■ What is needed: Please render each line of the data below as a Markdown table with the columns "Row" (numbered from 1) and "Line", skipping blank lines. Omit the pictures from the table.

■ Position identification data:
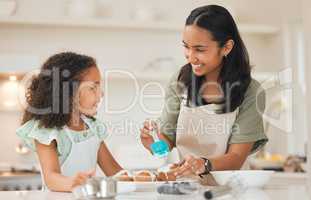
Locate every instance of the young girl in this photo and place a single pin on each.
(59, 122)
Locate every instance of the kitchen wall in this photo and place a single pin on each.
(135, 50)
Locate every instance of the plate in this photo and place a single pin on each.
(150, 185)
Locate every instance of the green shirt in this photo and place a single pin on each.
(31, 131)
(249, 121)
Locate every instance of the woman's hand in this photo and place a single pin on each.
(80, 178)
(145, 136)
(191, 166)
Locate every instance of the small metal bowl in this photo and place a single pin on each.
(96, 188)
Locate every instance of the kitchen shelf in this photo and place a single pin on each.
(65, 22)
(153, 76)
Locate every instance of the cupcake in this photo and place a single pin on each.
(144, 176)
(124, 175)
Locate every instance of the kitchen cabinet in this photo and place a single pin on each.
(284, 193)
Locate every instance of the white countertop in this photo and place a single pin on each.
(285, 193)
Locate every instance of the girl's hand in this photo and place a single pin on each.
(81, 177)
(191, 166)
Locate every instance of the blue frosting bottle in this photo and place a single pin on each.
(159, 148)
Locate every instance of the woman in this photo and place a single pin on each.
(212, 105)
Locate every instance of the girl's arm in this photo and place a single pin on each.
(232, 160)
(106, 161)
(53, 178)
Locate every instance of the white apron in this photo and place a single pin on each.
(201, 132)
(82, 157)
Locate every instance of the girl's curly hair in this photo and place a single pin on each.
(50, 94)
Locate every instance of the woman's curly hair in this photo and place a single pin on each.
(50, 94)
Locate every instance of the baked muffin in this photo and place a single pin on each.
(124, 176)
(165, 176)
(144, 176)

■ Exercise result:
| Row | Line |
|---|---|
| 1 | Locate every instance of the young girl in this photo and place a single pin on each. |
| 2 | (59, 122) |
| 3 | Locate every instance of the kitchen wall in this photo and place a single pin on each. |
| 4 | (135, 50) |
| 5 | Locate every instance of the plate in this photo and place a single pin on each. |
| 6 | (150, 185) |
| 7 | Locate every instance of the green shirt in this photo and place a single pin on each. |
| 8 | (31, 131) |
| 9 | (249, 121) |
| 10 | Locate every instance of the woman's hand in this photo and place a single pin on each. |
| 11 | (80, 178) |
| 12 | (145, 136) |
| 13 | (191, 166) |
| 14 | Locate every instance of the small metal bowl in this photo and place a single pin on each. |
| 15 | (96, 188) |
| 16 | Locate every instance of the kitchen shelf in this photo and place a single pin on each. |
| 17 | (65, 22) |
| 18 | (153, 76) |
| 19 | Locate every instance of the cupcake in this photo and place a single pin on each. |
| 20 | (144, 176) |
| 21 | (124, 175) |
| 22 | Locate every instance of the kitchen cabinet in this photo and place a single pin on each. |
| 23 | (284, 193) |
| 24 | Locate every instance of the white countertop in this photo and place a single pin on each. |
| 25 | (285, 193) |
| 26 | Locate every instance of the girl's hand in this photo and place a single pin on each. |
| 27 | (81, 177) |
| 28 | (191, 166) |
| 29 | Locate every instance of the blue frosting bottle in this photo and place a single pin on each. |
| 30 | (159, 148) |
| 31 | Locate every instance of the woman in this photo and place a single pin on each. |
| 32 | (212, 105) |
| 33 | Locate every instance of the girl's arm in this photo and place a single pin on each. |
| 34 | (232, 160) |
| 35 | (106, 161) |
| 36 | (53, 178) |
| 37 | Locate every instance of the white apron in this photo and place a single pin on each. |
| 38 | (201, 132) |
| 39 | (82, 157) |
| 40 | Locate every instance of the girl's curly hair in this photo and place a single pin on each. |
| 41 | (50, 94) |
| 42 | Locate every instance of the woman's curly hair in this photo and place a single pin on each. |
| 43 | (50, 94) |
| 44 | Locate every instance of the baked muffin in this photo and place a single pin on each. |
| 45 | (124, 176) |
| 46 | (165, 176) |
| 47 | (144, 176) |